OBJECTIVE A: In the passage on incremental search, what happens when the user provides no keyboard input for a predetermined period of time?

READING PASSAGE:
........
Continuing with the current example, the user immediately types a “g” character. After the “g” character is types, we have the character sequence “dog” and the selection indicator moves to the icon “My Dog Skip,” as indicated by the numerical designation “2.” This icon is selected over the other five candidate icons that contain the word “dog” because it is located on the same row as the currently selected icon “Benji” and is closer to the currently selected icon than the icon “The Shaggy Dog.” Thus, the icon was selected by the incremental search engine based on the locations of the icons containing the word “dog” in GUI 300 and the currently selected icon “Benji” in GUI 300.

Continuing with the current example, the user immediately types a space character. When the user is engaged in an incremental search session, the space bar is used to play/pause media. When the user is engaged in an incremental search session as in this example, the space bar is used to enter a character to match phrases.

After the space character is typed, the selection indicator remains focused on the icon “My Dog Skip.” The character sequence “dog_” matches “My Dog Skip” and not “The Shaggy Dog.” There are also three other icons in GUI 300 that contain the character sequence “dog_.” These icons include “Dog Day Afternoon,” “Last of the Dog Men,” and “Dog Soldiers.” Because none of these icons is located in the top row, “My Dog Skip” remains the selected icon.

Continuing with this example, the user immediately types the character “d” to form the character sequence “dog_d.” In response to the “d” character being typed, the selection indicator moves to the “Dog Day Afternoon” icon. Since the sequence of characters did not match any titles in the first row, the search continues on the second row, where the character sequence was matched with the “Dog Day Afternoon” icon, as indicated by the numerical designation “3.” If no matching icons are found, the search continues on the bottom row and so forth.

If at any time during the session described above the user does not provide keyboard input for a predetermined period of time, the incremental search session is terminated and the next character entered will start a new incremental search session.

In some implementations, the incremental search session described above uses weighted token matching to select an item in GUI 300. In the example above, each icon is associated with a title, which is a collection of tokens, where a token is one or more characters or a word. Noise words like “the” may not be used in the matching process. Each time a new character is typed a new weight is generated for each item in GUI 300 based on the number of matching tokens and stored in a data structure that may be accessed by the incremental search engine or by other applications, such as text-to-speech engine for use in accessibility applications. The weight may be an integer value. Each character that is matched adds a numerical value (e.g., 5) to the total weight for the item. The more matching tokens the higher the weight. In the example above, after the user types “dog_,” the weight for “My Dog Skip” may be 20 and the weight for “The Shaggy Dog” may be 15. Since “My Dog Skip” has a higher weight, it would be selected over “The Shaggy Dog.”
........
(Image region labeling listing)
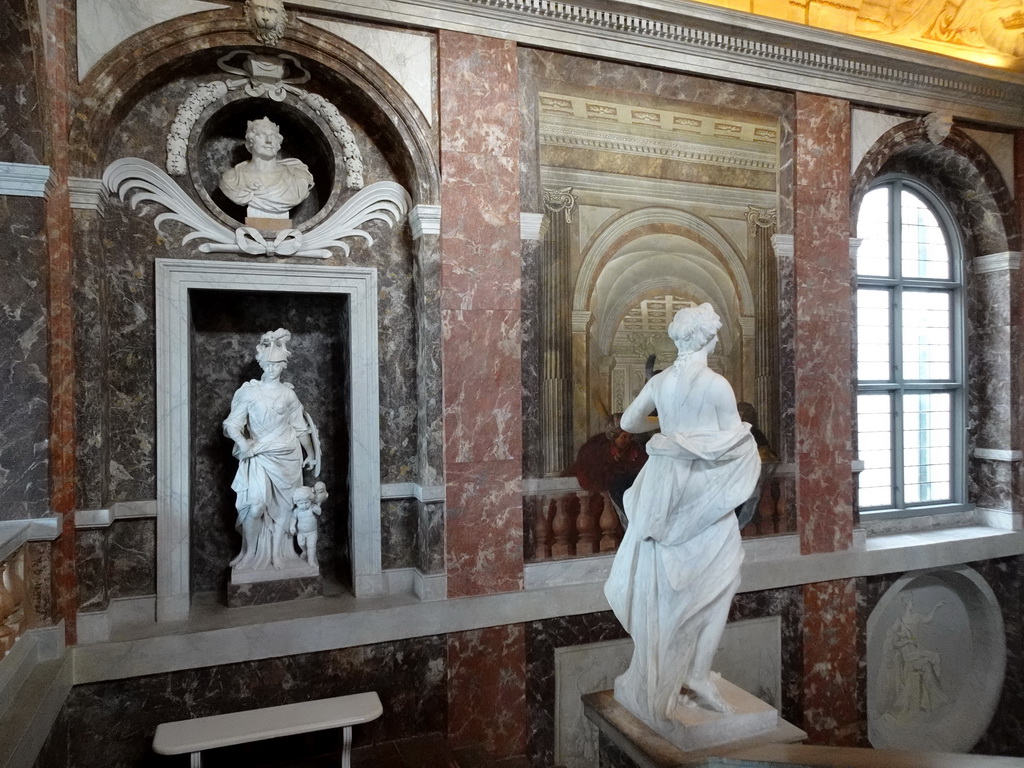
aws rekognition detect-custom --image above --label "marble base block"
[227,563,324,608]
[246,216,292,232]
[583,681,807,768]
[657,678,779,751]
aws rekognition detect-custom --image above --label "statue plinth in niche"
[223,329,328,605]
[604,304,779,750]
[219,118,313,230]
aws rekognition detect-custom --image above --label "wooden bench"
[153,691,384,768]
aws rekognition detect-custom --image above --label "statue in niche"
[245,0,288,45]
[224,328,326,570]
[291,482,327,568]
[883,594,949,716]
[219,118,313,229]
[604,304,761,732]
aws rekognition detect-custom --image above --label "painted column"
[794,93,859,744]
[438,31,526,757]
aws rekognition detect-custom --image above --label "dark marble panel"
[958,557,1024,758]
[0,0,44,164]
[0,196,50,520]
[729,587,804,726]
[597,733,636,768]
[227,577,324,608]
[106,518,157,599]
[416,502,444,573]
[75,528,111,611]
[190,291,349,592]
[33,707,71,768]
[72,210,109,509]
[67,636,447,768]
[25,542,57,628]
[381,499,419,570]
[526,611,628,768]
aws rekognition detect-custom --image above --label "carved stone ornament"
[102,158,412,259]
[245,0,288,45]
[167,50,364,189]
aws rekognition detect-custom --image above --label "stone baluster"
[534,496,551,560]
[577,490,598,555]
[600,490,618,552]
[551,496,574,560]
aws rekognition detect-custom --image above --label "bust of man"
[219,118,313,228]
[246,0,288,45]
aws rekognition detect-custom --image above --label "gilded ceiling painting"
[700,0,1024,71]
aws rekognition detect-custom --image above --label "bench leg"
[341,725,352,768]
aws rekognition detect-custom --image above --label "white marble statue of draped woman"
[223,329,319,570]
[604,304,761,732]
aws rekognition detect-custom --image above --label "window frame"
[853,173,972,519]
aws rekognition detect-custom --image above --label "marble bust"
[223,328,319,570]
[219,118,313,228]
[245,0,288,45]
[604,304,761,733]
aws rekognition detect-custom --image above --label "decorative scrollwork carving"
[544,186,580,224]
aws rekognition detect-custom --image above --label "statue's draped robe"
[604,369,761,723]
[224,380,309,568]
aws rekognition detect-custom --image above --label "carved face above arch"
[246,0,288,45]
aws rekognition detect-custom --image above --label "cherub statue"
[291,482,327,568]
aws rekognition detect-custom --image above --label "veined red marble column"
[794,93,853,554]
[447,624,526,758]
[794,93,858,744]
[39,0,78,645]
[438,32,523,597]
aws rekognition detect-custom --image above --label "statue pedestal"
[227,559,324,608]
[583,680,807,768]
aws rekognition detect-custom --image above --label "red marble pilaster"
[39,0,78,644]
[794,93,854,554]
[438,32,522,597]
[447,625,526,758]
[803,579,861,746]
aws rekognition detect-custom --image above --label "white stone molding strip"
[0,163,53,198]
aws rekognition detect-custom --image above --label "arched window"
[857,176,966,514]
........
OBJECTIVE B: Arrange the lines of the image region labeling listing as a JSON list of strings, one string per line and no blank lines. Cover the lines from the start of the listing through the line that contains "[219,118,313,230]", inclusive, and leave out the pictures.

FINAL RESULT A: The incremental search session is terminated, and the next character entered starts a new incremental search session.

FINAL RESULT B:
[
  "aws rekognition detect-custom --image above --label \"marble base block\"",
  "[227,563,324,608]",
  "[246,216,292,232]",
  "[583,681,807,768]",
  "[657,678,779,751]",
  "aws rekognition detect-custom --image above --label \"statue plinth in niche\"",
  "[223,329,328,605]",
  "[604,304,779,750]",
  "[219,118,313,230]"
]